■ **Stored rows**

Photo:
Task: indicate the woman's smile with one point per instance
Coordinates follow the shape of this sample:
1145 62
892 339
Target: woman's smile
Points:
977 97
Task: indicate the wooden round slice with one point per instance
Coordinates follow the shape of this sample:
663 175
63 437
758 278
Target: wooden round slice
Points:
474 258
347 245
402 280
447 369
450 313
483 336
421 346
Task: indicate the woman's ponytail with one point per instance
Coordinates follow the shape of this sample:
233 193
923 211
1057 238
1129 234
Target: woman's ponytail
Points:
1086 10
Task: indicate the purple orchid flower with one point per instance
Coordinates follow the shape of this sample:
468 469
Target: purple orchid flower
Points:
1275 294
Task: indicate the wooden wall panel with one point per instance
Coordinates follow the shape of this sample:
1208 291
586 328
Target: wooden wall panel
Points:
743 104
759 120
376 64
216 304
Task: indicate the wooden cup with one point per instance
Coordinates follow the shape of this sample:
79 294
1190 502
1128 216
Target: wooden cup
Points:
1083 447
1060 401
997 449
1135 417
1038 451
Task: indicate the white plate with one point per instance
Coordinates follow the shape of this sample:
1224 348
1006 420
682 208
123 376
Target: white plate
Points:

■ **What the task asks**
Convert the material into a Markdown table with the columns Row and Text, giving each line a row number and skipping blank lines. Begin at the line that contains "Task: indicate the purple", run through the end of the material, and include nothing before that line.

■ **The answer**
| Row | Text |
|---|---|
| 1 | Task: indicate the purple orchid flower with one point per instance |
| 2 | Coordinates follow the shape of this sample: |
| 3 | 468 469 |
| 4 | Target: purple orchid flower |
| 5 | Points: |
| 6 | 1275 294 |
| 7 | Task: indicate the wooden wall panel with one point per instance |
| 8 | Coordinates follow the shape of this sample: |
| 9 | 1208 291 |
| 10 | 586 328 |
| 11 | Target: wooden wall panel |
| 12 | Points: |
| 13 | 743 104 |
| 14 | 759 120 |
| 15 | 376 64 |
| 16 | 216 304 |
| 17 | Task: indicate the wooden cup with one point per instance |
| 18 | Coordinates follow the shape of this sample: |
| 19 | 79 294 |
| 20 | 1190 502 |
| 21 | 1128 216 |
| 22 | Target: wooden cup |
| 23 | Points: |
| 24 | 1083 447 |
| 25 | 1060 401 |
| 26 | 997 449 |
| 27 | 1135 417 |
| 28 | 1038 451 |
| 29 | Task: indicate the white plate with one point per instance |
| 30 | Coordinates follow the shape of this sample: |
| 31 | 1224 348 |
| 32 | 1006 420 |
| 33 | 682 208 |
| 34 | 123 376 |
| 35 | Target: white plate |
| 36 | Points: |